## What to work on
Reproduce all the entries exactly.

=== Dataset extract ===

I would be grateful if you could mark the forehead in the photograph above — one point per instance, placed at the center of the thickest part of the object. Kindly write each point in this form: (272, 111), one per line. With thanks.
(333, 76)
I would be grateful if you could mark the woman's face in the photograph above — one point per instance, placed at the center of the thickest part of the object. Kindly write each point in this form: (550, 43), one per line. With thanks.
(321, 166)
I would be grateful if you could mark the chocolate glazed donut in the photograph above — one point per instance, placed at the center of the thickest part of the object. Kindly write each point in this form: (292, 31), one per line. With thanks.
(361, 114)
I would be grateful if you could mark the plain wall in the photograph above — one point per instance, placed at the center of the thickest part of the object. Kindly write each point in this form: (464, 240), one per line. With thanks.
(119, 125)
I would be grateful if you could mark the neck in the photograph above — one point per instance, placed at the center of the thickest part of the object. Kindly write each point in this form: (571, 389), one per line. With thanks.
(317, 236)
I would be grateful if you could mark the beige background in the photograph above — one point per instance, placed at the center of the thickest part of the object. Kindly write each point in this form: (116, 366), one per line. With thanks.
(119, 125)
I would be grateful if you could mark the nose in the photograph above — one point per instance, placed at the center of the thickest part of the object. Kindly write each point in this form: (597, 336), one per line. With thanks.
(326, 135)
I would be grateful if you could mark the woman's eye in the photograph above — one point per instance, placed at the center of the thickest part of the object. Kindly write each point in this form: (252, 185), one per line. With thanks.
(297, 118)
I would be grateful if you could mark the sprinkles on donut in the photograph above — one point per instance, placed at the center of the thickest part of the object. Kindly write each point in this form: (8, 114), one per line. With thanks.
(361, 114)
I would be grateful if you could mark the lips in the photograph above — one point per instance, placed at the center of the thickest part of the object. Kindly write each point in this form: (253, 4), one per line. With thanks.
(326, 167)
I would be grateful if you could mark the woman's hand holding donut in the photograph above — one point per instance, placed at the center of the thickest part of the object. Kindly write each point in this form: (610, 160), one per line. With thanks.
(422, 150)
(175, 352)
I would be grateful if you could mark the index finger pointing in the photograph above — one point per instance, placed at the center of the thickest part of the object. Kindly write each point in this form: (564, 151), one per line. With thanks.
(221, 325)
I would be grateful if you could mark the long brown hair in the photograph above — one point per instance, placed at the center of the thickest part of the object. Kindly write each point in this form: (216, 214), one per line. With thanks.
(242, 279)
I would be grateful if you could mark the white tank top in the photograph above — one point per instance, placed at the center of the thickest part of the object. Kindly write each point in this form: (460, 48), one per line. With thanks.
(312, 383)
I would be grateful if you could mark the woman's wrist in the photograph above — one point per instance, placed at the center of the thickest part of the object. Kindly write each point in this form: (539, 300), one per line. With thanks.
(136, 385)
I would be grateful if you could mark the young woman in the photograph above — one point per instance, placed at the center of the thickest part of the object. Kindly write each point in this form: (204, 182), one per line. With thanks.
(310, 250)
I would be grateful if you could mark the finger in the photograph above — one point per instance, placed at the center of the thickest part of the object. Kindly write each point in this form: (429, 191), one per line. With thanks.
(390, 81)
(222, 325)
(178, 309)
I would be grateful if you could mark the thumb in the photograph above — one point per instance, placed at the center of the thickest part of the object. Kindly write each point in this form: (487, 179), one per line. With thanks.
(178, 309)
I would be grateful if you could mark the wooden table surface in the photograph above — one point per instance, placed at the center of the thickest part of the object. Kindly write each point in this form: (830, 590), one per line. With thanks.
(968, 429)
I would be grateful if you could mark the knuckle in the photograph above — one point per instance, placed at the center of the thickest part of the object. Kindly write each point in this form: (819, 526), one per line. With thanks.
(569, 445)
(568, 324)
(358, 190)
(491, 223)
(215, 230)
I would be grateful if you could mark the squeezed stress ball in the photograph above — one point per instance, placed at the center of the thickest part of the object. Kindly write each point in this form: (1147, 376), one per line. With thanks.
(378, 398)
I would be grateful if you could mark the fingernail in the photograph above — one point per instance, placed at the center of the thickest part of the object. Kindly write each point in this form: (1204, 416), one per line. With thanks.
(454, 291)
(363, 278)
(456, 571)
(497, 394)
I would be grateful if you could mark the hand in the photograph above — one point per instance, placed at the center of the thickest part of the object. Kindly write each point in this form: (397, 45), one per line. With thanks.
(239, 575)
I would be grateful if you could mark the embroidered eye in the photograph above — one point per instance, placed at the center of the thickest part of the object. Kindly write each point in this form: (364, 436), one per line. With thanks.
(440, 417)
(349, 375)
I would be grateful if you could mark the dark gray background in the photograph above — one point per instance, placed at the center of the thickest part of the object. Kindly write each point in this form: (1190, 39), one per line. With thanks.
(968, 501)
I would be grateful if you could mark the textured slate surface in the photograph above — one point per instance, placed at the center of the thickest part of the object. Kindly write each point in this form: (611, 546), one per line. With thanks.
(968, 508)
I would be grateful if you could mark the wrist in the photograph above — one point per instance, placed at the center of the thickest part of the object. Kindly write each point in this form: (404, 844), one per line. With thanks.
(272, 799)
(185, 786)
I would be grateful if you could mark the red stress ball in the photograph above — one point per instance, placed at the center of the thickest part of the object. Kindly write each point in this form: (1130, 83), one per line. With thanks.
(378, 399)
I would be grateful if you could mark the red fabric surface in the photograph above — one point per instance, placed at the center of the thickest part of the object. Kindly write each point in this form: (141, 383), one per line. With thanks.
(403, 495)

===

## Answer to the task
I would be grateful if you could mark the forehead in the photograph above — one point per instance, placed at the center of the thickest part of the object. Kindly write each point in this form: (272, 111), one per line. With thanks.
(333, 76)
I would be grateful if you could mark the woman's face in the photograph above — one point per instance, placed at the center of the thickest part of the object. Kindly write each point in this form: (550, 43), one per line. With thanks.
(321, 166)
I would be grateful if you could mark the chocolate glazed donut in the photograph above — one point per instance, placed at the center of the thickest part of the object. Kindly write each point in this form: (292, 31), one per line. With thanks.
(361, 114)
I would be grateful if you could mark the plain wall in the photograph above — one point per instance, placed at the center of the thickest part of the object. Kindly write each point in this form: (464, 240), one per line. With thanks.
(119, 125)
I would be grateful if you could mark the neck in the photograph above — one point per instance, placed at the center of the thickest part of the object. Kindly write each point in this form: (571, 389), one per line. With thanks.
(317, 236)
I would be grateful if you could mark the beige background in the photograph above — one point per instance, placed at the center of the thickest part of the object. Kindly write each point in this form: (116, 366), one per line. With thanks.
(119, 125)
I would be grateful if you could mark the nose in the photograph above — one point per instance, placed at the center of the thickest part of the object. Kindly write each point in this form: (597, 336), one per line. With thanks.
(326, 135)
I would be grateful if you could mark the woman's eye in the photograph above — one point per instance, placed at the center of the thickest part of the object. Kindly write each point in this form: (252, 185), one per line. With thanks.
(297, 118)
I would be grateful if you could mark the sprinkles on donut in the photograph above — one point per instance, placed at the center of the thickest part of the object. Kindly write each point in this form: (8, 114), one per line. With thanks.
(361, 114)
I would be grateful if you could mark the lips in the photograph above — one point per instance, placed at the center of the thickest part of the object. Kindly write each point in this form: (253, 4), one per line. With thanks.
(326, 167)
I would be grateful if you could mark the woman's hand holding donut in the photograph above — one point per instance, placed at the center of the thickest part of the object. Kindly write each point in this form: (610, 160), one per line. With thanks.
(422, 150)
(175, 352)
I would be grateful if you could mark the index finger pointing in the photograph above — one point per instance, placed at the center of the thickest part of the object. Kindly write each point in this form: (564, 151), one per line. With thanks.
(221, 325)
I would be grateful if you could mark the long brown hair in the photograph above — one point per instance, placed at the center of the thickest part of the object. Kindly write each point in this form: (216, 214), one per line. With thanks.
(242, 279)
I would be grateful if you could mark the white tank top in the photograph above — one point per instance, placed at the center of the thickest part of the object. Kindly write each point in this form: (460, 48), one per line. With thanks.
(312, 383)
I would be grateful if you could mark the woman's wrist in the photograph above — one point per instance, placed at the center of the thickest part of the object. Kindly write each point in this form: (539, 300), one per line. With thanks.
(136, 385)
I would be grateful if you could mark the young woman in the photograph above — one point per instance, placed at the center of the thickest part of the object. Kindly write each point in this form: (204, 182), one per line. With thanks.
(310, 250)
I would be grateful if you could mark the finger in the photograph above — one point per instance, placed at the center of the thickest part of the object. Kindly write each point in this form: (429, 191), one per line. With thanks.
(390, 81)
(222, 325)
(178, 309)
I would be grateful if you could mark the thumb in the photograph above — one point per instance, placed at the center of the thickest part of the object. Kindly write each point in this form: (487, 179), one per line. With thanks.
(178, 309)
I would be grateful if you could mark the wooden table surface in the photograph above — one point per instance, placed at the center of the thickest part of the object. Kindly write each point in this form: (830, 590), one per line. With thanks.
(968, 429)
I would be grateful if you could mark the knuckle in the photograph above — one point per instance, placed at the center of the thickest part of the object. Kindly write each point in this form: (819, 526), one per line. With thanks.
(569, 445)
(568, 324)
(358, 190)
(491, 223)
(215, 230)
I would be grateful if you could mark the squeezed stress ball in the photograph above — one point per instance, placed at the center of the thickest part of the object. Kindly write each point in this form: (1147, 376), one per line. With thanks.
(378, 398)
I would be grateful if you could mark the fingernail in the photograph above — one point per instance, placed at the center of the thickest part of the object. Kindly write each point in this form: (1204, 416), one per line. With thanks.
(454, 291)
(363, 278)
(456, 571)
(497, 394)
I would be grateful if you could mark the hand in the photograph above — one point per instance, placed at the center of the thickest part of the object. Kindly write each point in this form: (397, 45), one per line. With thanks.
(239, 575)
I would be grateful if you could mark the embroidered eye in the photograph above — one point per instance, placed at the center of the thickest part of the object. Kindly write each point in this form: (364, 436), one per line. With thanks.
(440, 417)
(349, 375)
I would be grateful if you could mark the dark gray background in the photograph above — one point per instance, placed at the center of the thickest part of the object. Kindly write each point in this form: (1190, 39), one per line. With thanks.
(968, 501)
I would be grateful if you could mark the textured slate surface in the photograph above — one point per instance, placed at the center of the thickest part of the object. Kindly write each point in this form: (611, 546), one per line. With thanks.
(968, 508)
I would be grateful if you could mark the wrist in the photograph above — one point per instance, placed at the center of the thickest part of the object. Kindly write each point in this form: (404, 844), one per line. With thanks.
(272, 799)
(185, 786)
I would be grateful if you could mark the red stress ball in the photograph above — one point per instance, placed at the center of the thickest part of the object. Kindly write each point in this form: (1130, 83), one per line. With thanks.
(378, 399)
I would be grateful if you could mark the red fabric surface in the photograph above — one point per instance, placed at the center of the thickest part of the object. Kindly write each point in this form: (141, 383), one per line. With thanks.
(403, 495)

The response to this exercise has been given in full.